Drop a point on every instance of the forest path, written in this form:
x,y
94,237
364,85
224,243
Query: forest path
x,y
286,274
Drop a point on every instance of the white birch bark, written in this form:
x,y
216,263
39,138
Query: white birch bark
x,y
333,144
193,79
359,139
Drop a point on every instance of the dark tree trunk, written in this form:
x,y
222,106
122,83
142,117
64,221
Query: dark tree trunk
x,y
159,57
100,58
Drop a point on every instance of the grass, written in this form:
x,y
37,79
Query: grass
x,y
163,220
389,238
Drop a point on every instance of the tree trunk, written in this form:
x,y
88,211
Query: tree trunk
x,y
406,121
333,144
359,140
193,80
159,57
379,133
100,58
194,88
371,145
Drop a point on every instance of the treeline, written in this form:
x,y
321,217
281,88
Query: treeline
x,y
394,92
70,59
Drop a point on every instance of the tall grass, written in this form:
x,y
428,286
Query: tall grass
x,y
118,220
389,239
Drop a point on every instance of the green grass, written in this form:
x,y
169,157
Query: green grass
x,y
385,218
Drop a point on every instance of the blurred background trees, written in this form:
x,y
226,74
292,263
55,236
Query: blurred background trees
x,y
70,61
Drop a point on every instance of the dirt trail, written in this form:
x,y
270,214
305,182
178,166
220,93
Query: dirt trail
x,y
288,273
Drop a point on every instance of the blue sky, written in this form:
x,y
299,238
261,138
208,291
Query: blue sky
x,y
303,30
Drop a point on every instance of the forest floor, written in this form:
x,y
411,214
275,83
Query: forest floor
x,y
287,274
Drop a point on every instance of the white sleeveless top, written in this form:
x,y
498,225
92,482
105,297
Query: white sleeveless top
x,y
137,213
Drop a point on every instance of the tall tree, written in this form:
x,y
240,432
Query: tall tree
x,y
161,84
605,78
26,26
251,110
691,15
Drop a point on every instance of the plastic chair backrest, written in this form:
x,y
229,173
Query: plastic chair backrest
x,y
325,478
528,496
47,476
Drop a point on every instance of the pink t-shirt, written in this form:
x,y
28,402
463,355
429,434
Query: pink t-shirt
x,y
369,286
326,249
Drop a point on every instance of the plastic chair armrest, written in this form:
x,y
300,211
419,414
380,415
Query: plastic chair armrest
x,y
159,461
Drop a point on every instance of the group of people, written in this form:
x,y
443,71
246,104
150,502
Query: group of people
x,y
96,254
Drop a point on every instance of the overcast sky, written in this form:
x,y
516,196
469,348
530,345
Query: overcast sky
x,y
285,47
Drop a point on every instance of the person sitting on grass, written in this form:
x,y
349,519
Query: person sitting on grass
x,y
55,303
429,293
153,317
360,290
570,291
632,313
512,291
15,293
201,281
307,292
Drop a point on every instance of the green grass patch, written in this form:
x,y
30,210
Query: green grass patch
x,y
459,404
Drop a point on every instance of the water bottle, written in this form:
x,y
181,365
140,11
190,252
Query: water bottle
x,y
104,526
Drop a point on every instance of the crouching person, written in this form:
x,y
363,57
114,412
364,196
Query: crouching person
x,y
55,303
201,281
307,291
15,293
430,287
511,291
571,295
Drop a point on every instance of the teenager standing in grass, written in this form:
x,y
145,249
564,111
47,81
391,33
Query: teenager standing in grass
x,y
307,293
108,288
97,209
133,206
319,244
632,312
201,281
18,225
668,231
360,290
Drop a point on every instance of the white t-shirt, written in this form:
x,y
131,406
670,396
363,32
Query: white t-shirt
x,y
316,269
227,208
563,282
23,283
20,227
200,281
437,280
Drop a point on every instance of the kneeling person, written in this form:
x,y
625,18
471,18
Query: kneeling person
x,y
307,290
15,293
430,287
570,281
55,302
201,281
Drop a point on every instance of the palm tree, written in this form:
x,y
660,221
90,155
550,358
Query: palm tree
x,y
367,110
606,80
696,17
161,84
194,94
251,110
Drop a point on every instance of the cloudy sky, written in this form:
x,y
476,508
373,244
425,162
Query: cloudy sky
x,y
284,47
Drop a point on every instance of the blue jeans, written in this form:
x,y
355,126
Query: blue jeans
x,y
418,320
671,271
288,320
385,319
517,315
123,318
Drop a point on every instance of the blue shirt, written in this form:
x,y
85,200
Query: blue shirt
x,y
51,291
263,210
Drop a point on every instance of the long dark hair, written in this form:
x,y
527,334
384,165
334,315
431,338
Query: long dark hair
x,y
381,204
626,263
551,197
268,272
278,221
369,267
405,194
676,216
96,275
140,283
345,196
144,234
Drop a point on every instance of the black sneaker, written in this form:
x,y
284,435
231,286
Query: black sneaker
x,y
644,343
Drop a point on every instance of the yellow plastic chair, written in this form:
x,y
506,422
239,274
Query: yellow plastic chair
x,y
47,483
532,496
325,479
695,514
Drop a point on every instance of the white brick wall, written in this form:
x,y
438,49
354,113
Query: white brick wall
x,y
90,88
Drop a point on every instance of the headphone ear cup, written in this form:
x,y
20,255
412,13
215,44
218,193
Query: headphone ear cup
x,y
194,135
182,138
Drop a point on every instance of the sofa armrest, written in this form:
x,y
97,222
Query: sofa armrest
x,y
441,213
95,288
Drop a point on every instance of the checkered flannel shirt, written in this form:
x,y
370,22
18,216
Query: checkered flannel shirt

▸ **WORK REQUIRED**
Each line of the data that holds "flannel" should be reported.

▸ **RESPONSE FOR THIS EXERCISE**
Drop a point on every instance of the checkered flannel shirt, written in this form:
Query: checkered flannel shirt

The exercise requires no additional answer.